- THE PROBLEM:
Starting with the line that contains "[locate] elephant's ear", copy out each line through the end of the entries below, exactly as written, and nothing else.

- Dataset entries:
* * *

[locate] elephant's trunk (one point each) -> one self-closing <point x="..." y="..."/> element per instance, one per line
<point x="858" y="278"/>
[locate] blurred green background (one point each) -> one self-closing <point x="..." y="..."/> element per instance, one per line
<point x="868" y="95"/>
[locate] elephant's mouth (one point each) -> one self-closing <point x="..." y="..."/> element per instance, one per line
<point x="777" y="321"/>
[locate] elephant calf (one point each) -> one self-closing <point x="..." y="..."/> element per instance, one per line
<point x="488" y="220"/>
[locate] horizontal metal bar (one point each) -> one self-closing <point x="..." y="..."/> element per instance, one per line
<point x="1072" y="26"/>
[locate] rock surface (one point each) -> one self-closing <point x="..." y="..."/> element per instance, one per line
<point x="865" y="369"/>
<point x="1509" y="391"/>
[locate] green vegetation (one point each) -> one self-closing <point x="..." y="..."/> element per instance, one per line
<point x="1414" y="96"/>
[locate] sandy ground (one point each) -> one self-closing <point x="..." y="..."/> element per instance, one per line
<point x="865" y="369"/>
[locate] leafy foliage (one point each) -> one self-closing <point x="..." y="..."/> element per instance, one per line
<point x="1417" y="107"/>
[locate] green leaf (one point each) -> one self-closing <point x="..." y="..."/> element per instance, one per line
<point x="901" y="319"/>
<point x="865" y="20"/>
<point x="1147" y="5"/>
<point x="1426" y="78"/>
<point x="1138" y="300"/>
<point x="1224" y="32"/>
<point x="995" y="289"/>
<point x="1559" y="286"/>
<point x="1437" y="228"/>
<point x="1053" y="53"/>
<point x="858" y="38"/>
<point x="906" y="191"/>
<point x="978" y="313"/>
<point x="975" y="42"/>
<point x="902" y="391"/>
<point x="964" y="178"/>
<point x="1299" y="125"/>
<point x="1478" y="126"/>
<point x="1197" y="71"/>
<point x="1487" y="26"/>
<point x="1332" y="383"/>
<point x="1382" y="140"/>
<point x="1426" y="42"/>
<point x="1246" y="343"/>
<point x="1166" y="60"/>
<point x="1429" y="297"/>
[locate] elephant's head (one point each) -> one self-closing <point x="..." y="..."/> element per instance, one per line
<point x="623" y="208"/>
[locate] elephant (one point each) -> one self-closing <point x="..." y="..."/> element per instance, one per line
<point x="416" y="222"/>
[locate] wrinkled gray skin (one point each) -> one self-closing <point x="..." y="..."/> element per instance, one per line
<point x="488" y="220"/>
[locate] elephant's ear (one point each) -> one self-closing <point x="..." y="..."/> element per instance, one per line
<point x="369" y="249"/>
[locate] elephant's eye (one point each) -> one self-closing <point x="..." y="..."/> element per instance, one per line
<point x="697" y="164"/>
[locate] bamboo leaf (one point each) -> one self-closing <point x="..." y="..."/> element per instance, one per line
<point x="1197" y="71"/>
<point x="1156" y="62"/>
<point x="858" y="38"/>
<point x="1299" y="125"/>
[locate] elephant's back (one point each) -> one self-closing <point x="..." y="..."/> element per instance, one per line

* * *

- YOUR RESPONSE:
[locate] elephant's ear (one point each) -> one self-closing <point x="..." y="..."/> element per instance, one per line
<point x="369" y="249"/>
[locate] elephant's eye (one point each) -> one self-closing <point x="..." y="..."/> element per instance, one per line
<point x="697" y="164"/>
[locate] bamboo leaf (one point each) -> one self-closing <point x="..." y="..."/> element per instance, one per line
<point x="1197" y="71"/>
<point x="1156" y="62"/>
<point x="858" y="38"/>
<point x="1299" y="125"/>
[locate] elephant's back (one point each) -> one self-closing <point x="..." y="..."/> element per instance, one per line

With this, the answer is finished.